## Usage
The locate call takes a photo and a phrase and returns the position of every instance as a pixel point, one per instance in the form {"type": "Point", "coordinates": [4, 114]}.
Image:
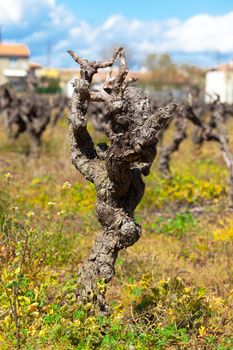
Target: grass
{"type": "Point", "coordinates": [173, 289]}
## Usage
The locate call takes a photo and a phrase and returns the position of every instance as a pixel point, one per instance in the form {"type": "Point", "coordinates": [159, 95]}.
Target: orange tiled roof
{"type": "Point", "coordinates": [14, 50]}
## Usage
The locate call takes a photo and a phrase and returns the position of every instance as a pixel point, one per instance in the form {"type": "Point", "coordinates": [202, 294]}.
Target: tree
{"type": "Point", "coordinates": [115, 169]}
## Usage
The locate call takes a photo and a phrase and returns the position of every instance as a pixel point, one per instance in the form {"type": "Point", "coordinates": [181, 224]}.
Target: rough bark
{"type": "Point", "coordinates": [115, 169]}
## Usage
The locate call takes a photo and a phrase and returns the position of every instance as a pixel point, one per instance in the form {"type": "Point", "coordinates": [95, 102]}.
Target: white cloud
{"type": "Point", "coordinates": [38, 23]}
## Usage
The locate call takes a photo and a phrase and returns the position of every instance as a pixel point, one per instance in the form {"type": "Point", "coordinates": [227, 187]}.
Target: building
{"type": "Point", "coordinates": [219, 81]}
{"type": "Point", "coordinates": [14, 63]}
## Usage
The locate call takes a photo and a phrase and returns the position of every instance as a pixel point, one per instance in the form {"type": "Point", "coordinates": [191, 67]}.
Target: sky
{"type": "Point", "coordinates": [197, 32]}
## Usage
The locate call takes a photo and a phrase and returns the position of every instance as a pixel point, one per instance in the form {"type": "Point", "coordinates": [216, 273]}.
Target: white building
{"type": "Point", "coordinates": [219, 81]}
{"type": "Point", "coordinates": [14, 62]}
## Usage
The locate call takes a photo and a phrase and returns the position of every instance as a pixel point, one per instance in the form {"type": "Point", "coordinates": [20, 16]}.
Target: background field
{"type": "Point", "coordinates": [173, 289]}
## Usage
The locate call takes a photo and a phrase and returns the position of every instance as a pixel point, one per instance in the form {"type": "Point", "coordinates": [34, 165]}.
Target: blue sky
{"type": "Point", "coordinates": [98, 11]}
{"type": "Point", "coordinates": [198, 32]}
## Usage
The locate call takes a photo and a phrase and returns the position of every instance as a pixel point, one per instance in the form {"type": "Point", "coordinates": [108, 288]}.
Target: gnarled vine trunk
{"type": "Point", "coordinates": [115, 169]}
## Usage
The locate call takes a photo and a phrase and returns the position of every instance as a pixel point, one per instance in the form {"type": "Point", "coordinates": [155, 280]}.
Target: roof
{"type": "Point", "coordinates": [223, 67]}
{"type": "Point", "coordinates": [14, 50]}
{"type": "Point", "coordinates": [35, 65]}
{"type": "Point", "coordinates": [15, 73]}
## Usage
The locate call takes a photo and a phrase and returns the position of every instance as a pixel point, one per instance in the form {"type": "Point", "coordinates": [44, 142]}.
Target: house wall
{"type": "Point", "coordinates": [14, 62]}
{"type": "Point", "coordinates": [221, 83]}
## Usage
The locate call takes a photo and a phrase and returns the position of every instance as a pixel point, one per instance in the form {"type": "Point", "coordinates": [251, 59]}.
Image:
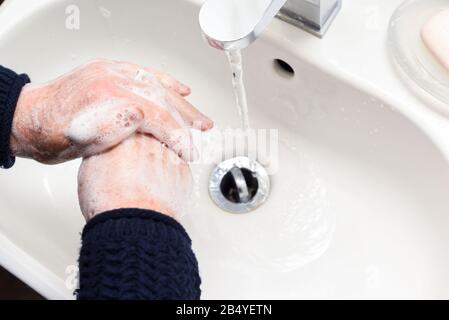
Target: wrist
{"type": "Point", "coordinates": [147, 204]}
{"type": "Point", "coordinates": [18, 133]}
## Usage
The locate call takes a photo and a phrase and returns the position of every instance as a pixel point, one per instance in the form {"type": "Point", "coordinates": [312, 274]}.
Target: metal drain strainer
{"type": "Point", "coordinates": [239, 185]}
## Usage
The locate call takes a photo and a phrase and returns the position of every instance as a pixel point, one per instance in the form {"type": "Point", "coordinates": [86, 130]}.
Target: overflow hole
{"type": "Point", "coordinates": [229, 189]}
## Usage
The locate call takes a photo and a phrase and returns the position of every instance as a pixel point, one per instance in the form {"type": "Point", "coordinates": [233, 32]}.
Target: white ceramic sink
{"type": "Point", "coordinates": [359, 207]}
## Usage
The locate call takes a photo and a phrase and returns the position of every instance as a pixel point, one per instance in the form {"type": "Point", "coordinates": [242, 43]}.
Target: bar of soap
{"type": "Point", "coordinates": [435, 34]}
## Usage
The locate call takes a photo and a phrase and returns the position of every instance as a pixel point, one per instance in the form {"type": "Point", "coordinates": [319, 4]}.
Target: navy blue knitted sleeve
{"type": "Point", "coordinates": [11, 85]}
{"type": "Point", "coordinates": [134, 254]}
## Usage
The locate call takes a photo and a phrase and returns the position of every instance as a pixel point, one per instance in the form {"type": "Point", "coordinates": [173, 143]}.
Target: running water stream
{"type": "Point", "coordinates": [235, 61]}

■ ■ ■ ■ ■

■ **Aim**
Reproduce the data verbatim. Do not carry any picture into the copy.

■ **Exercise solution**
## Usage
The locate call takes a photo and a phrase and returns the position of every instance as a pixel point, one per instance in the form {"type": "Point", "coordinates": [4, 114]}.
Image:
Target: grass
{"type": "Point", "coordinates": [173, 289]}
## Usage
The locate call takes a photo and a phrase and returns the position of every instance as a pixel point, one per instance in the form {"type": "Point", "coordinates": [159, 95]}.
Target: orange tiled roof
{"type": "Point", "coordinates": [14, 50]}
## Usage
The locate call takes a photo and a phrase and returns the position of every instance as a pixel point, one per instance in the form {"type": "Point", "coordinates": [202, 294]}.
Target: tree
{"type": "Point", "coordinates": [115, 169]}
## Usage
The locate call takes a photo and a phrase and returns the position of every instance as a pixel point, one per instance in the form {"type": "Point", "coordinates": [181, 224]}.
Target: rough bark
{"type": "Point", "coordinates": [115, 169]}
## Usage
The locate call takes a photo and a phrase and returns the position of every instance as a pixel point, one per instance in the form {"type": "Point", "coordinates": [95, 102]}.
Target: white cloud
{"type": "Point", "coordinates": [38, 23]}
## Usage
The locate call takes a photo and a phrase and returns the position of every instance as a pixel point, one per instance in the form {"type": "Point", "coordinates": [227, 187]}.
Target: building
{"type": "Point", "coordinates": [219, 81]}
{"type": "Point", "coordinates": [14, 63]}
## Usage
The locate call takes a photo and a phrase and returns the position of every instance as a pixel point, one per instance in the form {"type": "Point", "coordinates": [191, 67]}.
Target: sky
{"type": "Point", "coordinates": [197, 32]}
## Usage
The locate call takes a photo and a phrase and returns the position of every instance as a pixel point, one per instance in the form {"type": "Point", "coordinates": [216, 273]}.
Target: white building
{"type": "Point", "coordinates": [219, 81]}
{"type": "Point", "coordinates": [14, 62]}
## Usage
The locate call takes a photo and a phrase and returns the position of every instance as a pixel point, one per instance in the form {"type": "Point", "coordinates": [20, 16]}.
Target: background field
{"type": "Point", "coordinates": [173, 289]}
## Usage
The locate call takes a photo and a phrase and returns the position of every instance as a pixel point, one per instance in the form {"type": "Point", "coordinates": [34, 165]}.
Target: blue sky
{"type": "Point", "coordinates": [98, 11]}
{"type": "Point", "coordinates": [198, 32]}
## Usage
The locate call takes a photo and a phrase and returns the position of every instance as a pixel point, one per instance in the form {"type": "Point", "coordinates": [108, 288]}.
Target: gnarled vine trunk
{"type": "Point", "coordinates": [115, 169]}
## Usage
The locate call takes a photo and a phrase and returns the position of every instance as a pixel point, one per instance in the form {"type": "Point", "coordinates": [155, 280]}.
Target: roof
{"type": "Point", "coordinates": [223, 67]}
{"type": "Point", "coordinates": [14, 50]}
{"type": "Point", "coordinates": [35, 65]}
{"type": "Point", "coordinates": [15, 73]}
## Usage
The locate call takes a photo and a phrase and returns the position of every instance as a pixel point, one per instance in the form {"type": "Point", "coordinates": [44, 142]}.
Target: house wall
{"type": "Point", "coordinates": [14, 62]}
{"type": "Point", "coordinates": [221, 83]}
## Usage
The locate call takes a photo and a phrase and returns the position of every instance as a pixel point, one per instance in the form {"type": "Point", "coordinates": [251, 59]}.
Image:
Target: wrist
{"type": "Point", "coordinates": [147, 204]}
{"type": "Point", "coordinates": [18, 133]}
## Usage
The locate call takes a photo and a phrase and returns the position of every instance as a pixel point, one per instance in the form {"type": "Point", "coordinates": [312, 274]}.
Target: metal drain strainer
{"type": "Point", "coordinates": [239, 185]}
## Usage
The locate call takes a photo and a phrase and returns the position of every instance as a pixel point, one per instance in the form {"type": "Point", "coordinates": [86, 130]}.
Target: overflow hole
{"type": "Point", "coordinates": [229, 189]}
## Usage
The locate call takes a photo and a phrase and returns the position of every instance as a pixel point, one per instance in the form {"type": "Point", "coordinates": [233, 32]}.
Target: white ceramic sink
{"type": "Point", "coordinates": [359, 207]}
## Usage
The locate call takes a photo and a phrase and returns the position of every instance as a pixel point, one per instance in the form {"type": "Point", "coordinates": [242, 43]}.
Target: bar of soap
{"type": "Point", "coordinates": [435, 34]}
## Usage
The locate call takes a photo and a phrase and returns the position of every instance as a pixel point, one per instance in the form {"type": "Point", "coordinates": [319, 4]}.
Target: navy blue knitted sleeve
{"type": "Point", "coordinates": [11, 85]}
{"type": "Point", "coordinates": [134, 254]}
## Usage
The locate call takes a photo and a phrase and returns the position of every instance as a pixel point, one per instance in the form {"type": "Point", "coordinates": [173, 143]}.
Target: running water stream
{"type": "Point", "coordinates": [235, 61]}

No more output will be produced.